- Given problem 1
According to the trigger-based edge capture text, which two on-device signals does Instacart Capsight Collector combine to form its trigger?
- Given problem 2
Extend the text on trigger-based edge capture, starting after its final sentence.

- Text extract

........

PATTERN Cited by 1 source

Trigger-based edge capture¶

Intent¶

Collect production data from an edge fleet only when a meaningful event is detected on-device, rather than continuously streaming or uniformly sampling all sensor traffic. Keeps cloud bandwidth, storage, and downstream annotation cost bounded; keeps the collected corpus signal-dense.

When to use¶

Edge fleet generates gigabytes per device of raw sensor data (video, multi-modal) — continuous streaming to the cloud is infeasible or economically unacceptable.
The fraction of raw data that is actually useful for model training is small and event-localised — interactions, transitions, anomalies.
Per-device bandwidth is constrained by the deployment environment — retailer store networks, cellular links, battery.
Downstream labelling cost is proportional to captured volume; cutting volume 100× is worth the engineering effort of a good trigger.

Mechanism¶

Define the trigger as a composite of on-device signals. Use cheap detectors that already run on the device. Instacart Capsight Collector uses activity signal (e.g. hand motion) AND recognised barcode. Two signals combined gives "high confidence that a meaningful interaction is occurring".
Capture a time-bounded window around the trigger. Not a single frame — a pre-event + post-event buffer to give training data the full context.
Persist captured clips locally first — don't upload in-line; the uploader is a separate stage with its own policies (see patterns/resilient-edge-uploader).
Plan for trigger evolution. Triggers are a moving target; early versions catch easy cases, later versions add signals for harder cases. Capsight's authors explicitly flag "more signals being developed".

Trade-off: trigger sensitivity¶

The post calls this out directly:

The sensitivity of this trigger is an important trade-off. Collecting useless data is expensive and increases noise, but missing signals decreases training input.

Trigger tuning is a curve:

Too permissive → back to streaming-everything; bandwidth, storage, and labelling costs balloon.

........

[Location labeling lines]
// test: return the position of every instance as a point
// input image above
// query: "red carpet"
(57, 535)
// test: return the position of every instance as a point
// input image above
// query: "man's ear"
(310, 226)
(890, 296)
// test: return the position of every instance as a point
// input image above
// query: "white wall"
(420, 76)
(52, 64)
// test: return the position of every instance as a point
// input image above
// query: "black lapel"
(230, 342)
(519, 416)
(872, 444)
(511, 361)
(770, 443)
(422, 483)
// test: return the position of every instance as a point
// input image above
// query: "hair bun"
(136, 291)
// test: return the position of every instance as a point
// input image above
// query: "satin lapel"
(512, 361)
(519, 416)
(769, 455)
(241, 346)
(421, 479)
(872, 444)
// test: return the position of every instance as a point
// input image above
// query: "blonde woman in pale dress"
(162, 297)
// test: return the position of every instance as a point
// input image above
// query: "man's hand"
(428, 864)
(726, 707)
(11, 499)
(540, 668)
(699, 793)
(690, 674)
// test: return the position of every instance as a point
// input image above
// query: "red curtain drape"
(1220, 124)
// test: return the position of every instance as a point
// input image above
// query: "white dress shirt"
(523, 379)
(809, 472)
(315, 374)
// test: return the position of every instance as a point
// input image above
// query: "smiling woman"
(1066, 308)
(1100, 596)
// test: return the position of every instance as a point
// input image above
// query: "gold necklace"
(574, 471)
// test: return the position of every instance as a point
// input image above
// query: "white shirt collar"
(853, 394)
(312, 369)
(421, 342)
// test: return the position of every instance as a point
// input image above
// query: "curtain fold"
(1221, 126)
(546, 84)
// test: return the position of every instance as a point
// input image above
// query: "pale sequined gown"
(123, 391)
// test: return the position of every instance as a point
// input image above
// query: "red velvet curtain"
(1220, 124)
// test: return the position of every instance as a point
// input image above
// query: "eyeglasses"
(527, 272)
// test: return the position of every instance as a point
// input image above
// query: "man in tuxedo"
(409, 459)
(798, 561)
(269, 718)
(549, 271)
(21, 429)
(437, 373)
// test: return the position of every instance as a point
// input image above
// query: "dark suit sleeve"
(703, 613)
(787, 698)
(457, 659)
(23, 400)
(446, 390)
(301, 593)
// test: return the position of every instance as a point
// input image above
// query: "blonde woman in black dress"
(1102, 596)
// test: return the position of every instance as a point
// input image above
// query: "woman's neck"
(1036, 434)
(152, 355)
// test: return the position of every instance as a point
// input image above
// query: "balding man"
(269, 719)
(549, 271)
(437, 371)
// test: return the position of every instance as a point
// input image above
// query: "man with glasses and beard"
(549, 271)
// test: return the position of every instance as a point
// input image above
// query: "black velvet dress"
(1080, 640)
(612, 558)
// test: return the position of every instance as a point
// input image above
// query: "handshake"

........

- Exercise output 1
An activity signal (such as hand motion) and a recognized barcode.

- Exercise output 2
Too restrictive → systematic holes in the training data (the exact failure modes the flywheel is supposed to fix never get captured because the trigger doesn't fire on them).

Typical practice: instrument the trigger itself (count fires / misses / false-positives) and compare to labelled ground-truth samples periodically. Treat trigger definition as a first-class model artefact, versioned and evaluated.

concepts/edge-cloud-data-flywheel — trigger-based capture is the on-device entry point.
concepts/production-data-diversity — the reason to capture at all.
concepts/edge-filtering — the broader principle of dropping irrelevant traffic at the edge.

Relationship to other patterns¶

patterns/data-driven-annotation-curation is the cloud-side counterpart — filter + curate what the trigger lets through. Both belong in a mature flywheel.
patterns/resilient-edge-uploader runs after trigger capture decides a clip is worth keeping.
patterns/distributed-fleet-as-data-pipeline is the framing pattern; trigger-based capture is the mechanism that makes it tractable.

Seen in¶

systems/capsight Collector — activity signal + recognised barcode as the initial trigger for Caper smart carts. (Source: sources/2026-02-17-instacart-turning-data-into-velocity-capers-edge-and-cloud-data-flywheel-with-capsight)